TEXT UNDER STUDY:
○ ○ ○ ○ ○ ○ ○
Our Saturday wedding day dawned clear, but brisk and windy. Once or twice during the early afternoon ceremony, I looked around to see whether Bill and Jen had slipped in at the back of the chapel, but they never appeared. Our simple wedding was followed by an equally simple reception at the college’s alumni house. By mid-afternoon, the festivities were over. Our best man retrieved our car. Despite his best efforts to hide it, it had been festooned with shave cream slogans and peppered with jelly beans. We drove back toward Maryland at a leisurely pace, with no extensive honeymoon in prospect, but no work or school until the following Monday. At the turn-off to Bill and Jen’s, I hesitated. Would they welcome a short visit?  We decided to try it—Bill and Jen hadn’t come to the wedding, but the wedding could sort of come to them.

We knew by now to ignore the “Unruly Dog” sign at the gate. We went straight to the front door and knocked. Jen opened it. We could see Bill, wheelchair bound, behind her in the parlor, along with a neighbor who’d come to help with nursing and provide support for Jen.

“Howdy,” Bill croaked, his voice weak and slightly slurred. “It’s so good to see you. I’m sorry we couldn’t make it to Lexington. The powers that be (here he nodded at Jen and the neighbor) forbid me to go out into the wind.”

He had a small tumbler of whiskey in one hand—one side-effect of his disease was the capacity to absorb alcohol without the likelihood he’d do any further damage to himself or others.  We chitchatted for a few minutes, but could see he was very tired, though glad we’d come.

“Y’all go on now,” he said. “I expect you have other things on your minds than visiting with your old cousins.”
○ ○ ○ ○ ○ ○ ○
STORED DATA:
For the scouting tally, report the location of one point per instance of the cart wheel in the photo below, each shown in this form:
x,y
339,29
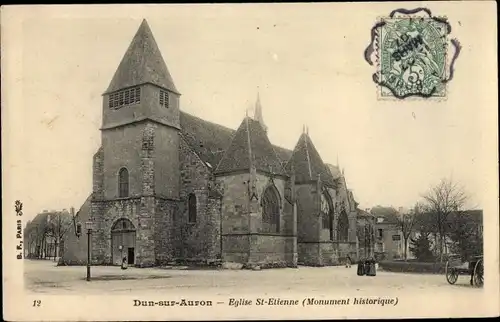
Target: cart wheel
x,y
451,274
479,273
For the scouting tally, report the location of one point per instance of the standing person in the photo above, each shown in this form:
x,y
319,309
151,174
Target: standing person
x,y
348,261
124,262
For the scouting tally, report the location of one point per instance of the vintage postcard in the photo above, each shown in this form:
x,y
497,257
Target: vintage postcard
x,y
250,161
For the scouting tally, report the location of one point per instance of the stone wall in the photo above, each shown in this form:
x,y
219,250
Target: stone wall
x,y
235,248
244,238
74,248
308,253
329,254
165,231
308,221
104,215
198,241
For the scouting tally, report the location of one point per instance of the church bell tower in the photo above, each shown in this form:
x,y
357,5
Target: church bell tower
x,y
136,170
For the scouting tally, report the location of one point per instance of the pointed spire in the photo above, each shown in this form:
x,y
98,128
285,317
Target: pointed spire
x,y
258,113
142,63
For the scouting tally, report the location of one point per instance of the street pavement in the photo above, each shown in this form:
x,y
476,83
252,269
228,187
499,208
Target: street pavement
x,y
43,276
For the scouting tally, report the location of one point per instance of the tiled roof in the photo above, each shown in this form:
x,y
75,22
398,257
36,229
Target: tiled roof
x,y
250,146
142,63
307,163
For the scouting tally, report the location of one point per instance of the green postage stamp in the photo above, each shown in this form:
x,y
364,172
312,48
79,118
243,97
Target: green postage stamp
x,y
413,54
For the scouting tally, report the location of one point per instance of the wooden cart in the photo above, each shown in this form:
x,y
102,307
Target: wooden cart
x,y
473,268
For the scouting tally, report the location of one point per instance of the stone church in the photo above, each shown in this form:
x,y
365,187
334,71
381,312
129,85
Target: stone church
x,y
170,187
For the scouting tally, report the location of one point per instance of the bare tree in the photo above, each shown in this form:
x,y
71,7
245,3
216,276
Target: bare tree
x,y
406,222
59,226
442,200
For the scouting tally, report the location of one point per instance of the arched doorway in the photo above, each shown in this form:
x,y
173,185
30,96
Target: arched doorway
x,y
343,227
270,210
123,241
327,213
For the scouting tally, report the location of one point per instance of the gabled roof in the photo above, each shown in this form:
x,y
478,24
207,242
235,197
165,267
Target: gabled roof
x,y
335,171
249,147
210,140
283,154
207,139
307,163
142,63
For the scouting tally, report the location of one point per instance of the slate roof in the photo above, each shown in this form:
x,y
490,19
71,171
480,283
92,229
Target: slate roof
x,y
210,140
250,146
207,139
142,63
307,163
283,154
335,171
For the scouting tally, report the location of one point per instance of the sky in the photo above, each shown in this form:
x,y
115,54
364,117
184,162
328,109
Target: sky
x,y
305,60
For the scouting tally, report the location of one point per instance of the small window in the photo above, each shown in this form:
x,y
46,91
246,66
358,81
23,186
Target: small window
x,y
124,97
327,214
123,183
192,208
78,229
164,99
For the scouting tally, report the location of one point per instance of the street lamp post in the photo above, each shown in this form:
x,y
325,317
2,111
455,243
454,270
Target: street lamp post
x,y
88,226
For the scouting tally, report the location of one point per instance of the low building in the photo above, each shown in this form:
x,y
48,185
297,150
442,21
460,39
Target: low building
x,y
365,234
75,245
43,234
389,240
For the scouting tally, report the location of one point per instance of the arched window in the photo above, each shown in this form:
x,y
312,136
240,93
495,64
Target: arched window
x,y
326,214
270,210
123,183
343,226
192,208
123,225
○ ○ ○ ○ ○ ○ ○
EXPLORE THE MATERIAL:
a. Reproduce the wedding-day account word for word, from "He had a small" to "glad we’d come.".
b. In the wedding-day account, where was the reception held?

EXPECTED RESPONSES:
a.
He had a small tumbler of whiskey in one hand—one side-effect of his disease was the capacity to absorb alcohol without the likelihood he’d do any further damage to himself or others.  We chitchatted for a few minutes, but could see he was very tired, though glad we’d come.

b. At the college's alumni house.